- _Exercise passage_:
• • • •

Cathay Pacific Airways is moving rapidly to reclaim its position among the top cargo carriers after being shackled for three years by ultra-restrictive COVID health policies in Hong Kong and China.

Rebuilding the passenger network after China dropped efforts to stamp out the coronavirus at all costs will significantly increase the cargo division’s ability to transport shipments around the world. Equally beneficial is the reopening of the border between China and Hong Kong and lifting of restrictions on cross-border trucking, enabling more cargo to flow from manufacturing centers in southern China to Hong Kong International Airport.

In February, Cathay Pacific carried 59.6% more cargo by weight than a year earlier, when cargo capacity was significantly reduced because of stricter crew quarantine measures. The length of transit for shipments increased 2.5 times, allowing the company to generate more revenue. During the first two months of 2023, tonnage increased 43%, while capacity tripled, according to a monthly report issued Thursday

The tonnage figure also grew 9% from January — a sign that demand picked up following a lengthy factory break for the Lunar New Year holiday. Cathay’s experience dovetails with industrywide data showing cargo volumes out of China to the U.S. and Europe jumped in the past two weeks after a lackluster start to the year.

“With our freighters fully operational and our passenger belly capacity steadily returning, we are quite optimistic about the tonnage we can carry. Overall demand is still reduced relative to the same time last year due to the fragile global economy, but recent positive data from the Chinese Mainland means we remain optimistic that we will be able to fill our planes,” said Frank Yau, the head of cargo sales for Hong Kong and southern China. Executives say e-commerce demand is picking up faster than general cargo. 

The cargo division, newly rebranded as Cathay Cargo, operates 20 Boeing 747 cargo jets, including 14 late-model 747-8s, in addition to managing cargo throughput on passenger aircraft. It was the ninth-largest cargo airline in the world by volume in 2021, sliding from the fifth position in 2019, according to the latest data from the International Air Transport Association. 

Few carriers were punished worse than Cathay Pacific by the pandemic. Passenger service was virtually eviscerated because the carrier had no domestic market to fall back on when borders were closed. Stringent travel and airline restrictions after the emergence of the omicron variant in early 2022 decimated business again. A seven-day quarantine period for locally domiciled crews constrained Cathay’s ability to operate passenger and cargo flights. It suspended long-haul cargo operations for three months. The situation was so bad that on March 12 last year the airline carried only 58 passengers.

• • • •

- _Data extract_:
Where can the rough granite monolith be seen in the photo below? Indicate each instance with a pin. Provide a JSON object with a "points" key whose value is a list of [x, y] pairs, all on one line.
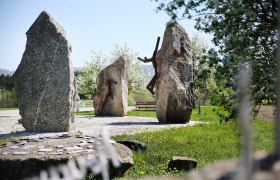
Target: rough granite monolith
{"points": [[112, 89], [45, 79], [174, 97]]}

• • • •

- _Task to complete_:
According to the Cathay Pacific cargo passage, how many Boeing 747 cargo jets does Cathay Cargo operate? The listing has no connection to the Cathay Pacific cargo passage.

- _Final answer_:
It operates 20 Boeing 747 cargo jets, including 14 late-model 747-8s.